Stated task>
Output the full contract excerpt on purchaser's default and general provisions verbatim, preserving every character, line break, and underline row.

[BEGIN Provided text]

16.2 Purchaser's Default.
-------------------------
In the event that Purchaser shall default in the performance of any
obligation under this Agreement, Seller may, as its sole and exclusive
remedy, terminate this Agreement by giving written notice of termination to
Purchaser whereupon both Purchaser and Seller shall be relieved of any
further obligations or liabilities hereunder, except those obligations or
liabilities that survive termination pursuant to the express terms of this
Agreement.
17. General Provisions.
-----------------------
The parties further agrees as follows:
17.1 INTENTIONALLY OMMITTED
14
17.2 Time.
----------
Time is of the essence with regard to this Agreement and Seller's and
Purchaser's obligations hereunder. In the event that the date for
performance of any obligation hereunder falls on a Saturday, Sunday or
legal holiday, the date for performance of such obligation shall
automatically be extended to the next day that is not a Saturday, Sunday or
legal holiday.

[END Provided text]
[BEGIN Record set]

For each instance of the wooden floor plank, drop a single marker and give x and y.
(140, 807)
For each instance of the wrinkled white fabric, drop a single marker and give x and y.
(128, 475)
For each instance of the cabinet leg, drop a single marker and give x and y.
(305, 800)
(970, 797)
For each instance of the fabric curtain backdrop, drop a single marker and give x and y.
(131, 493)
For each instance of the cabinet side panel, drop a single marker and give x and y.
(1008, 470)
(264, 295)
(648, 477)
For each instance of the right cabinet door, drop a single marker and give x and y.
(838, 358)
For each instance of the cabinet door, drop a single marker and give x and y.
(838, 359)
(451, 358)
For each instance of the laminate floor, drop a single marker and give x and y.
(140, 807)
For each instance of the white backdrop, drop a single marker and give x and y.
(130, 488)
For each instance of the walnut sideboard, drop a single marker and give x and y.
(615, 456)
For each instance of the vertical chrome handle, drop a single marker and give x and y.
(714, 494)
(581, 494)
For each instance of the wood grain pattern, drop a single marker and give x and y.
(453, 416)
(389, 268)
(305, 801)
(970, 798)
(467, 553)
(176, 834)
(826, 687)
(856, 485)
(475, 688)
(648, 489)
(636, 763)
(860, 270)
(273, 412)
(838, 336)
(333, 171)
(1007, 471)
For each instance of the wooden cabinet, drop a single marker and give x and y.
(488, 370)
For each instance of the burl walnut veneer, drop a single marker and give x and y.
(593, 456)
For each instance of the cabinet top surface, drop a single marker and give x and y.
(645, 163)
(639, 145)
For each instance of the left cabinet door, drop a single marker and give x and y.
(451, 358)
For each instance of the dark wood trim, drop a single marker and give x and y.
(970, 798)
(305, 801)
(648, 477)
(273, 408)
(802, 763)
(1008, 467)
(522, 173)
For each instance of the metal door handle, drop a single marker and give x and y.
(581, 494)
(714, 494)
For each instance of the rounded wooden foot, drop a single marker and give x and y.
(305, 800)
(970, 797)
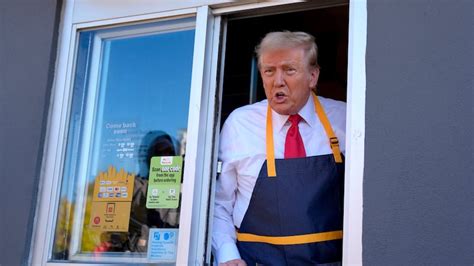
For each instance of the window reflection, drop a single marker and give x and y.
(139, 111)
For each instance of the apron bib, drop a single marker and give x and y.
(295, 217)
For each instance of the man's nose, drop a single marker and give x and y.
(279, 80)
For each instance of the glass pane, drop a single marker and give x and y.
(129, 105)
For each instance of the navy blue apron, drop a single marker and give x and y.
(295, 217)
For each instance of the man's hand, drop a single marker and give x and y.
(236, 262)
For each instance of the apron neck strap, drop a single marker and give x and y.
(333, 141)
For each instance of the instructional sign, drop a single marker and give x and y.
(111, 201)
(164, 183)
(162, 244)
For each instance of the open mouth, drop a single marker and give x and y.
(280, 97)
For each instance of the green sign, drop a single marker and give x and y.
(164, 182)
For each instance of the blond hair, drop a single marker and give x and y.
(287, 39)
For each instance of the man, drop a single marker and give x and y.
(286, 211)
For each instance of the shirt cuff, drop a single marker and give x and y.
(227, 251)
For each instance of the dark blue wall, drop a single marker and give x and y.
(27, 49)
(418, 188)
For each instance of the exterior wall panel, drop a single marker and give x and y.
(418, 188)
(28, 45)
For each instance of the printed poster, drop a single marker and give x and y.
(164, 183)
(111, 201)
(162, 244)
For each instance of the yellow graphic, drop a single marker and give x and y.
(111, 201)
(113, 186)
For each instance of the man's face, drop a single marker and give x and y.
(287, 79)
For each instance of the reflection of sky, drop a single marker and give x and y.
(145, 83)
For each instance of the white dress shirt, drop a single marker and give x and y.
(242, 151)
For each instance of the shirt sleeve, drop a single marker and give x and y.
(223, 236)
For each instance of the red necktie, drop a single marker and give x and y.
(294, 147)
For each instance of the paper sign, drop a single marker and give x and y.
(111, 201)
(110, 216)
(164, 183)
(162, 244)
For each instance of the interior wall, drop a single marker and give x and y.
(28, 30)
(418, 188)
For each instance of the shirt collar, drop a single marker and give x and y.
(307, 113)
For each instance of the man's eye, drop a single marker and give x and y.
(291, 70)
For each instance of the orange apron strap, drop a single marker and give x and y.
(291, 240)
(333, 141)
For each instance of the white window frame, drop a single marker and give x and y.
(52, 168)
(201, 117)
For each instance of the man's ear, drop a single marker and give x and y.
(314, 76)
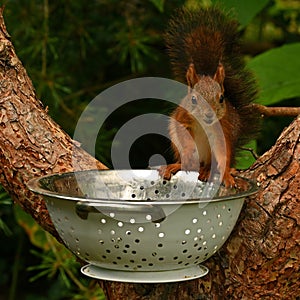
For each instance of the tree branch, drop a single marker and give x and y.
(259, 261)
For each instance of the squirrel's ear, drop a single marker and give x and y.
(220, 76)
(191, 76)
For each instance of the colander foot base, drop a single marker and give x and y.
(189, 273)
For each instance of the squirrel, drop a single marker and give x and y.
(204, 48)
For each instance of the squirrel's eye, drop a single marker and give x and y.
(221, 99)
(194, 100)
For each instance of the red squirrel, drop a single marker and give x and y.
(204, 49)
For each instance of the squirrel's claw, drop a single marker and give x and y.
(167, 171)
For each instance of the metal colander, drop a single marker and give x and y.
(131, 225)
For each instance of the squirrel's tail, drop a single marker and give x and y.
(207, 37)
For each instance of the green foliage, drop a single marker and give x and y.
(244, 11)
(277, 71)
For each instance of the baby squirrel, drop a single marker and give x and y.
(204, 47)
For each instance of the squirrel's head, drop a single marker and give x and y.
(205, 97)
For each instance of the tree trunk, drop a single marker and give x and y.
(259, 261)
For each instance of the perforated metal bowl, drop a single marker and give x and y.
(131, 225)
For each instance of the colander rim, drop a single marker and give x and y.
(35, 186)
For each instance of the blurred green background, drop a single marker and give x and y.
(72, 51)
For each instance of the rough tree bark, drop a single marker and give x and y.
(259, 261)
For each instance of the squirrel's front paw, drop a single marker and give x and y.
(204, 173)
(228, 180)
(167, 171)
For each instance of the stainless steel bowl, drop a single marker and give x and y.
(132, 225)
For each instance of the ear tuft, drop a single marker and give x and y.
(191, 76)
(220, 76)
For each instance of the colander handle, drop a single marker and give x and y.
(84, 208)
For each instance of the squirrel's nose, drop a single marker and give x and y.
(209, 114)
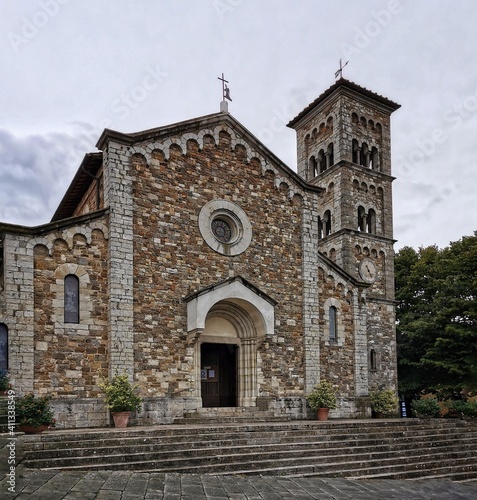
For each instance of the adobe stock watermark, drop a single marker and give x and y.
(222, 7)
(12, 442)
(425, 148)
(372, 29)
(31, 26)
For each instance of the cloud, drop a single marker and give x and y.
(36, 171)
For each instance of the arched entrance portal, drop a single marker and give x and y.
(226, 322)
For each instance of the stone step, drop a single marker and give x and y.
(187, 444)
(228, 436)
(336, 427)
(145, 459)
(392, 448)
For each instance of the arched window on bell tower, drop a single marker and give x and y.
(355, 151)
(3, 347)
(324, 225)
(374, 159)
(321, 161)
(371, 220)
(362, 225)
(364, 155)
(313, 168)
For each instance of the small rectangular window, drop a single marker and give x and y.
(3, 347)
(333, 325)
(71, 299)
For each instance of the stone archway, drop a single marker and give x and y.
(232, 313)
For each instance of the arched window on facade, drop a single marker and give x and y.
(71, 299)
(330, 155)
(3, 347)
(361, 219)
(355, 151)
(333, 323)
(371, 220)
(373, 360)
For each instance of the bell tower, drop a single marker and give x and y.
(344, 146)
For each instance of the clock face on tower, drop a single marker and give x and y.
(368, 271)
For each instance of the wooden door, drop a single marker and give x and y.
(218, 375)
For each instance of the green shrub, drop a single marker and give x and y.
(4, 380)
(33, 411)
(323, 395)
(383, 401)
(120, 394)
(463, 408)
(426, 407)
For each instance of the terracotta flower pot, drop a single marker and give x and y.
(121, 419)
(323, 413)
(30, 429)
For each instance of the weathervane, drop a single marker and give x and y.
(225, 94)
(340, 71)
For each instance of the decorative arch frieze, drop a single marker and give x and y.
(147, 150)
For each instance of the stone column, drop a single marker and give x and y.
(19, 310)
(311, 333)
(118, 196)
(248, 372)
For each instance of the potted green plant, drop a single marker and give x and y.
(322, 398)
(33, 414)
(462, 409)
(4, 382)
(383, 402)
(426, 407)
(120, 398)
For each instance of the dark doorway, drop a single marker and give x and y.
(218, 372)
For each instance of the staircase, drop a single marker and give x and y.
(392, 449)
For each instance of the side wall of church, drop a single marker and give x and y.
(47, 354)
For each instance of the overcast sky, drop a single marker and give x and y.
(70, 68)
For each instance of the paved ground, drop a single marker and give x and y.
(124, 485)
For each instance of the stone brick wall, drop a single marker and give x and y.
(70, 358)
(46, 355)
(172, 260)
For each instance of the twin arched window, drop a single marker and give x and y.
(367, 221)
(364, 155)
(324, 225)
(322, 161)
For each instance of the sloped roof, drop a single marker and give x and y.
(343, 83)
(79, 185)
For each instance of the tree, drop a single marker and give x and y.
(436, 315)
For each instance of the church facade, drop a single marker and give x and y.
(190, 257)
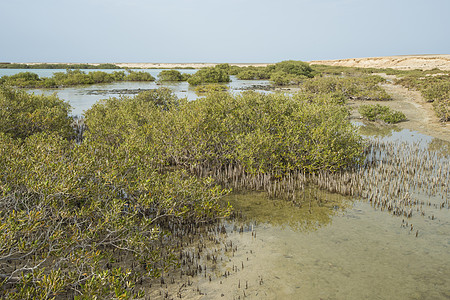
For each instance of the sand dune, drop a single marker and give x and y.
(401, 62)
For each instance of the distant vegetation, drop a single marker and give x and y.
(373, 112)
(282, 73)
(363, 87)
(57, 66)
(217, 74)
(72, 78)
(173, 75)
(435, 89)
(97, 219)
(434, 84)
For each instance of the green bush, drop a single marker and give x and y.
(378, 112)
(297, 68)
(216, 74)
(23, 114)
(359, 88)
(139, 76)
(170, 75)
(210, 88)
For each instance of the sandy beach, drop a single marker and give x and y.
(400, 62)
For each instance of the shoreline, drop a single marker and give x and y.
(399, 62)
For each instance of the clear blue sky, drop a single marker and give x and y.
(219, 31)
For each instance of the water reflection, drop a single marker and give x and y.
(83, 97)
(375, 130)
(317, 209)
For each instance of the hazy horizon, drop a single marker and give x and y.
(209, 31)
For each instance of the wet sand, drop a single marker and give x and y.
(419, 113)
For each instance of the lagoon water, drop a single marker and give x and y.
(83, 97)
(345, 248)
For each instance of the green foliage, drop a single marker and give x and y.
(215, 74)
(292, 67)
(172, 75)
(210, 88)
(283, 73)
(379, 112)
(359, 88)
(261, 133)
(162, 98)
(70, 213)
(253, 73)
(57, 66)
(22, 114)
(139, 76)
(71, 78)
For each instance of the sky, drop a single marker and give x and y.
(232, 31)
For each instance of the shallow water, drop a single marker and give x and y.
(83, 97)
(337, 247)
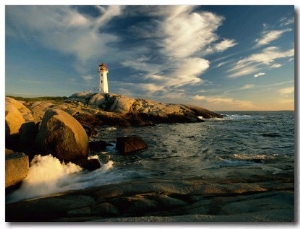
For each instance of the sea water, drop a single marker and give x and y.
(185, 150)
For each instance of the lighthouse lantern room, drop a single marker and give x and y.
(103, 83)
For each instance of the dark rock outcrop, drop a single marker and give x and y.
(62, 136)
(130, 144)
(97, 146)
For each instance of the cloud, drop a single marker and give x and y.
(269, 36)
(248, 86)
(221, 46)
(185, 33)
(227, 101)
(64, 29)
(275, 66)
(180, 37)
(286, 90)
(257, 61)
(259, 74)
(88, 77)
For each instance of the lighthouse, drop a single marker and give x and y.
(103, 83)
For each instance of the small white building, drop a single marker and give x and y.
(103, 83)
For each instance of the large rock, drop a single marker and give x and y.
(122, 104)
(130, 144)
(62, 136)
(27, 135)
(16, 168)
(25, 112)
(13, 117)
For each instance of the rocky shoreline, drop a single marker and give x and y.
(257, 197)
(247, 195)
(63, 127)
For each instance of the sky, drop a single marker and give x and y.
(220, 57)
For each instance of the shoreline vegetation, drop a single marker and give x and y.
(64, 126)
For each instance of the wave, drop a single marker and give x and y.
(47, 175)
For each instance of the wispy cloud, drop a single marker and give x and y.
(257, 61)
(259, 74)
(286, 90)
(88, 77)
(248, 86)
(221, 46)
(64, 29)
(269, 36)
(224, 101)
(182, 38)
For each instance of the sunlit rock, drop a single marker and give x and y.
(16, 168)
(63, 136)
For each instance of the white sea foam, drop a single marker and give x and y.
(47, 175)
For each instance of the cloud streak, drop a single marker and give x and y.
(64, 29)
(269, 36)
(257, 61)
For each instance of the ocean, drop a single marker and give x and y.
(225, 148)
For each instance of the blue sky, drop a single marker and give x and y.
(218, 57)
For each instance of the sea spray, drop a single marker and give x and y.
(47, 175)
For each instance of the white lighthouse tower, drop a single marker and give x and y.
(103, 83)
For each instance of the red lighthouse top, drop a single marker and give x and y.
(102, 67)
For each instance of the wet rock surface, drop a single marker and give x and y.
(256, 198)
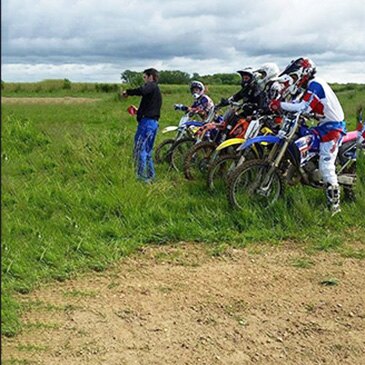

[END Record set]

Completed exercise>
16.2 Purchaser's Default.
-------------------------
In the event that Purchaser shall default in the performance of any
obligation under this Agreement, Seller may, as its sole and exclusive
remedy, terminate this Agreement by giving written notice of termination to
Purchaser whereupon both Purchaser and Seller shall be relieved of any
further obligations or liabilities hereunder, except those obligations or
liabilities that survive termination pursuant to the express terms of this
Agreement.
17. General Provisions.
-----------------------
The parties further agrees as follows:
17.1 INTENTIONALLY OMMITTED
14
17.2 Time.
----------
Time is of the essence with regard to this Agreement and Seller's and
Purchaser's obligations hereunder. In the event that the date for
performance of any obligation hereunder falls on a Saturday, Sunday or
legal holiday, the date for performance of such obligation shall
automatically be extended to the next day that is not a Saturday, Sunday or
legal holiday.